### Written instruction
Copy the lines from the one containing "--target cylindrical pillar" through the end of the listing, reproducing them unchanged.

### Region annotation listing
▼
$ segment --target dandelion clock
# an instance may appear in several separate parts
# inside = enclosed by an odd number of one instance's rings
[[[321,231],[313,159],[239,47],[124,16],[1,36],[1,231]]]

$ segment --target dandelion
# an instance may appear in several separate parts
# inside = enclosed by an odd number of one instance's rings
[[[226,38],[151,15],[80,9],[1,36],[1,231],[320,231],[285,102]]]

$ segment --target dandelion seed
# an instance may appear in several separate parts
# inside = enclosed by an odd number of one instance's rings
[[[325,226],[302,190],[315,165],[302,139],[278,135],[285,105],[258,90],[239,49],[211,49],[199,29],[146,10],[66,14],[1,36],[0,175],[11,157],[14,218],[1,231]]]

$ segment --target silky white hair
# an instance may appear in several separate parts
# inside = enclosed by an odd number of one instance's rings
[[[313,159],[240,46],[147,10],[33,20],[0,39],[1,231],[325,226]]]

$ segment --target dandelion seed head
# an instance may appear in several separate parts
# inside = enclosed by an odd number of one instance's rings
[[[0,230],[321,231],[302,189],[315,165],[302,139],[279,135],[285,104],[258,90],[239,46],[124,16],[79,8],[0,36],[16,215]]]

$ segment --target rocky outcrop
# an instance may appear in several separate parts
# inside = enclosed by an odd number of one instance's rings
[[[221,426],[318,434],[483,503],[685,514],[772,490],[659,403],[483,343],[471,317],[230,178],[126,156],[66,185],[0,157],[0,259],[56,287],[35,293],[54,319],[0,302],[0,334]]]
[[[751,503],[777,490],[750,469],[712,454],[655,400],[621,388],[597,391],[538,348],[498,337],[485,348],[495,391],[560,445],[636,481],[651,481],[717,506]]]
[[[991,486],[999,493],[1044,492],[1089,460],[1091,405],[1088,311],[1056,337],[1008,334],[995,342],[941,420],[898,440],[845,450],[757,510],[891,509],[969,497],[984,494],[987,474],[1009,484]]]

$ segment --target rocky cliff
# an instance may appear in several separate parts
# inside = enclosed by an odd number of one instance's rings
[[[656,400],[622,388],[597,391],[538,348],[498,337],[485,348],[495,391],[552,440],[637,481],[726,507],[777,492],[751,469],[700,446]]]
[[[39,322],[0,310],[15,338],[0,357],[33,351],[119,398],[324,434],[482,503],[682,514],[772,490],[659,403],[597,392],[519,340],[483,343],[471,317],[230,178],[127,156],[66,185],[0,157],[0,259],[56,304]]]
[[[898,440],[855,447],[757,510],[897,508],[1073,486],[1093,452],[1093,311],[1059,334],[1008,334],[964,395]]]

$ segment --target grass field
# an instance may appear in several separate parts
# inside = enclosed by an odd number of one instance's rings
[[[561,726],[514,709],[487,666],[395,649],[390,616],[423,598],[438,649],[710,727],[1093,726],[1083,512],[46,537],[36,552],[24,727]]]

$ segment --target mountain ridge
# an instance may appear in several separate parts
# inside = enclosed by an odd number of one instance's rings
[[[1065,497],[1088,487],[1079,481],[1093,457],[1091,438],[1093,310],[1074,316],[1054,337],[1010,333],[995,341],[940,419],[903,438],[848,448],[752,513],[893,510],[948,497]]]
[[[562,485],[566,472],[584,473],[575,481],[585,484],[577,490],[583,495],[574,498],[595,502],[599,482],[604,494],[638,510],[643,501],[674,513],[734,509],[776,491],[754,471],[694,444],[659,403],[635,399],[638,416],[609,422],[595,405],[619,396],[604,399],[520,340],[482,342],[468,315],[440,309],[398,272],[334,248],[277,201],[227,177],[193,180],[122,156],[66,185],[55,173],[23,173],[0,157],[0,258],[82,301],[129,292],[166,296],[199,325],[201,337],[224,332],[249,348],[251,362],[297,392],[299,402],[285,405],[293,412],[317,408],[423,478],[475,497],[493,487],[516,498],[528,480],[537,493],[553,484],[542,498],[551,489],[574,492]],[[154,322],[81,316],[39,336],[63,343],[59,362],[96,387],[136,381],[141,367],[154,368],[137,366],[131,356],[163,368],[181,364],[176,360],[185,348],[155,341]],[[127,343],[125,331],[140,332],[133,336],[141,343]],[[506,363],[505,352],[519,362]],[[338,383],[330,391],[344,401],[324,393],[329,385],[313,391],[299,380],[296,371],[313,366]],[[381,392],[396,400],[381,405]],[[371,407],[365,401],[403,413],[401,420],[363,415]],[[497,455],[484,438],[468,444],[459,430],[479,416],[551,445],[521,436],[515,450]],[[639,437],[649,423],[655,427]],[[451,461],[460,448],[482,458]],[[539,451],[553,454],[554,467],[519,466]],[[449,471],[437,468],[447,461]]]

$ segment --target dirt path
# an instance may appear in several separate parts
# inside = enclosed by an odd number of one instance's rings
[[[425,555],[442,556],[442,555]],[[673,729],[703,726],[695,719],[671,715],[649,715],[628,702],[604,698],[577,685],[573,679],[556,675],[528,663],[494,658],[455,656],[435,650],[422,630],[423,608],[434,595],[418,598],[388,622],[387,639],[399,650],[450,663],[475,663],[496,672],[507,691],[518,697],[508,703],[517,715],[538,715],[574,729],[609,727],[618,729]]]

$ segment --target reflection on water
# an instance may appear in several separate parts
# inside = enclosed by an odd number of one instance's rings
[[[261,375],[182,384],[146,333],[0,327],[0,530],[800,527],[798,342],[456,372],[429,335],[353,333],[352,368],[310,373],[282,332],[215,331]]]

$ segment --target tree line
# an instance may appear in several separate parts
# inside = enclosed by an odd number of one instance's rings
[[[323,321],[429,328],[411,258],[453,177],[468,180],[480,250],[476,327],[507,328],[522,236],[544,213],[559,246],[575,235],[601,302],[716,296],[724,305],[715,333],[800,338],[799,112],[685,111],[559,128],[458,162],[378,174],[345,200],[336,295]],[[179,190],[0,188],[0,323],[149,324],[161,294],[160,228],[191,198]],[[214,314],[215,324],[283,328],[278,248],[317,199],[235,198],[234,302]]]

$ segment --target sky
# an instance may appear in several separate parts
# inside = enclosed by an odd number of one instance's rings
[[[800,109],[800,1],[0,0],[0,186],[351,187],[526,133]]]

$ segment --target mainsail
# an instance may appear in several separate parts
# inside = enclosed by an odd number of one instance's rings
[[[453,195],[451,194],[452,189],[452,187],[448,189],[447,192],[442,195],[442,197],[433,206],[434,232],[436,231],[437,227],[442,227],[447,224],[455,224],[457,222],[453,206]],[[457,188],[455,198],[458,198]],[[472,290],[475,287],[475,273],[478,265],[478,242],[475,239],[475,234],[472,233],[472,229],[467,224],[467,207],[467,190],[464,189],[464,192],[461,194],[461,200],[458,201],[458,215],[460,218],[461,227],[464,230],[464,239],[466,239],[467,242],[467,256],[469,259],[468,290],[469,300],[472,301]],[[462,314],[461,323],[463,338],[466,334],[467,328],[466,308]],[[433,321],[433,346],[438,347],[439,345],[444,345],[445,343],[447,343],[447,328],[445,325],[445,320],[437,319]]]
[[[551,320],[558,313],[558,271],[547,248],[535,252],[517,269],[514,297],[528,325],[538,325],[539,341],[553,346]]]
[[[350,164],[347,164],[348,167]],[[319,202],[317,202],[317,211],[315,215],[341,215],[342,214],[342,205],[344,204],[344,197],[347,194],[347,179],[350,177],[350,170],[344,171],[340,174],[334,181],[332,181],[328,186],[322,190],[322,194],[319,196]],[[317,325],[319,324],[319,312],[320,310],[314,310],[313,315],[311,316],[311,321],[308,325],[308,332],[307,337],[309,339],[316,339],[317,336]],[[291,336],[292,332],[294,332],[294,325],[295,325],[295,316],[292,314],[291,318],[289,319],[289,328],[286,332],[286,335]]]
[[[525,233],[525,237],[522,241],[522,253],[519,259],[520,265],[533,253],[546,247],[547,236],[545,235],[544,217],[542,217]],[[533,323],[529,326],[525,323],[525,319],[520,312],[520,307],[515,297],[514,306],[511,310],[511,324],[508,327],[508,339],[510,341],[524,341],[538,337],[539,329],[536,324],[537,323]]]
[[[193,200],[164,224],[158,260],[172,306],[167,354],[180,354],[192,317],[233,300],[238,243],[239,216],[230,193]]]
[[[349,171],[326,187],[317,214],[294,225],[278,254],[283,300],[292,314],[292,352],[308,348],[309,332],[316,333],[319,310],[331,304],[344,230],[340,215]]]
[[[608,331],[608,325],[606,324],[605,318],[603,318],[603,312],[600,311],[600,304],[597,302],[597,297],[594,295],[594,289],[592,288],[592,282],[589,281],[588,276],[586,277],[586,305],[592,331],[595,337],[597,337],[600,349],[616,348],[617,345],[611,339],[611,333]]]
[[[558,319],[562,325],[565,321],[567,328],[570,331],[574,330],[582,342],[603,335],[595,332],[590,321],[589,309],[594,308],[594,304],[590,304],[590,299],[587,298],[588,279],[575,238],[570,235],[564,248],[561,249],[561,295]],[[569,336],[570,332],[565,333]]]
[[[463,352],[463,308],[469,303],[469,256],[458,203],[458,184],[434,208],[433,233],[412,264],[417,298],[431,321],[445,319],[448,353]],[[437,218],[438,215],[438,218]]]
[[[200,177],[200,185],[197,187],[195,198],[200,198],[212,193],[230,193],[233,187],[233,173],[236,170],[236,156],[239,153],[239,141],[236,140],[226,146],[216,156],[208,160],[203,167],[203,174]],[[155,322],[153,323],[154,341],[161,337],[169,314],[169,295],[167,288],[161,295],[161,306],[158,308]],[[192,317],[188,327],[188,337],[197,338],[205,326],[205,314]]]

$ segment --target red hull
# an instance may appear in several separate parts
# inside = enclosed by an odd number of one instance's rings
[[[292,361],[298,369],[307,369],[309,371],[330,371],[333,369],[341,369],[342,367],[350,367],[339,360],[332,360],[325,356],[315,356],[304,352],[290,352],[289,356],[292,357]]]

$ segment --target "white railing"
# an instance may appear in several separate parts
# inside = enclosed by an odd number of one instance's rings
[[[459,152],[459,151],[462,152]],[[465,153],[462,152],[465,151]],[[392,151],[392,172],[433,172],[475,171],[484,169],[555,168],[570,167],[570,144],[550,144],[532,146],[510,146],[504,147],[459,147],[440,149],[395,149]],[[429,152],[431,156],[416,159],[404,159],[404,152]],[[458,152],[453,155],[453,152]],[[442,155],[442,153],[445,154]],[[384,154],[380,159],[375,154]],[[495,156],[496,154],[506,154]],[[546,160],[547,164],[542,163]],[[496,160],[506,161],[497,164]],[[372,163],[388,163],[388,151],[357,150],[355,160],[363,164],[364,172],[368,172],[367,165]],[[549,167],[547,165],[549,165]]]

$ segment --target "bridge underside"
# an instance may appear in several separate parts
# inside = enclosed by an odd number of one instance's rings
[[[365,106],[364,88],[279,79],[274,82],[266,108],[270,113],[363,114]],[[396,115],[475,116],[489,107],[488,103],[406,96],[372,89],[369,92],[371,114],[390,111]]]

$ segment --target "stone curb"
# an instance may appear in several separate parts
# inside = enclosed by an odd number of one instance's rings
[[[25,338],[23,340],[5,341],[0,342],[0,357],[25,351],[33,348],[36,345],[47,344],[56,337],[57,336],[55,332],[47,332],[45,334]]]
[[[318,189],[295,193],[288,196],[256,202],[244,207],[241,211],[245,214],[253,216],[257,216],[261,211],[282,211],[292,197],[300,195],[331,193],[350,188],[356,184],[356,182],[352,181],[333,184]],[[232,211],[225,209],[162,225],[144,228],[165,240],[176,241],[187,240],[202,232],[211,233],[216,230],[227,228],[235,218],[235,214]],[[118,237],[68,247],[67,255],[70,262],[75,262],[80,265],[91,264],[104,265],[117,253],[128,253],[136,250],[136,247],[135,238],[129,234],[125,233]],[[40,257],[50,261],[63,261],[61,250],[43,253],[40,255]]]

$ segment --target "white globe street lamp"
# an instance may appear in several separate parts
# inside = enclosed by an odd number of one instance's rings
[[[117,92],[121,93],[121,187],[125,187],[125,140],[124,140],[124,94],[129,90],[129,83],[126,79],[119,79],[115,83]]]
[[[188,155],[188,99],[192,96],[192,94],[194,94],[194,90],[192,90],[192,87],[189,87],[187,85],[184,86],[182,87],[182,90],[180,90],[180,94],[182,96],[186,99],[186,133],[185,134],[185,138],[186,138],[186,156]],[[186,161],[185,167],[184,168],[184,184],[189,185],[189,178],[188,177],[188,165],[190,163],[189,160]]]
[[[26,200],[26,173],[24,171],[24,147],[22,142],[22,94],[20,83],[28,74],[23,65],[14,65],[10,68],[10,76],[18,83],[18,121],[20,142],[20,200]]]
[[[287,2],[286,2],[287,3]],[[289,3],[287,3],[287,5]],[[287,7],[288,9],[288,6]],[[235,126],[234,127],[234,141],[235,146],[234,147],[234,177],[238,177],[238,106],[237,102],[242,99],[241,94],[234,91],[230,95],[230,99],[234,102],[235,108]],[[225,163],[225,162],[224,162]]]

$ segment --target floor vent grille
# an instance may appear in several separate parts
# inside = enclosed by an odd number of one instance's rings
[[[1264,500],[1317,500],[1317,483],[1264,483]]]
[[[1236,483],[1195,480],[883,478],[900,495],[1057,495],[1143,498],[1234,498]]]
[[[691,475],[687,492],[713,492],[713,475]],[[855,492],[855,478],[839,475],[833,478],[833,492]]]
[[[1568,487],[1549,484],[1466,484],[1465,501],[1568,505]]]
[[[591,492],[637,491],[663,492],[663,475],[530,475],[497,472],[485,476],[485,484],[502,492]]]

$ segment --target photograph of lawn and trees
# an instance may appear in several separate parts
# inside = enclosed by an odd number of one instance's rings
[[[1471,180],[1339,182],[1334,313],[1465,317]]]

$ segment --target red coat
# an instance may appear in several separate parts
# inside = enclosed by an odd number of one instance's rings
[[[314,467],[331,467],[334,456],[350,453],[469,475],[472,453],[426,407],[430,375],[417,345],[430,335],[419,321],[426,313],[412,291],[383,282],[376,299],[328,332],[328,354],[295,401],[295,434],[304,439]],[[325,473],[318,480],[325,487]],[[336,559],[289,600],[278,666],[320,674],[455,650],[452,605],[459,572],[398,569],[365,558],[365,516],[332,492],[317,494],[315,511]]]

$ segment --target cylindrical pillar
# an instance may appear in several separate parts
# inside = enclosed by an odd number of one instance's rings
▲
### The response
$ segment --target cylindrical pillar
# an instance may appear in several separate parts
# inside = enclosed by an odd number of one instance's rings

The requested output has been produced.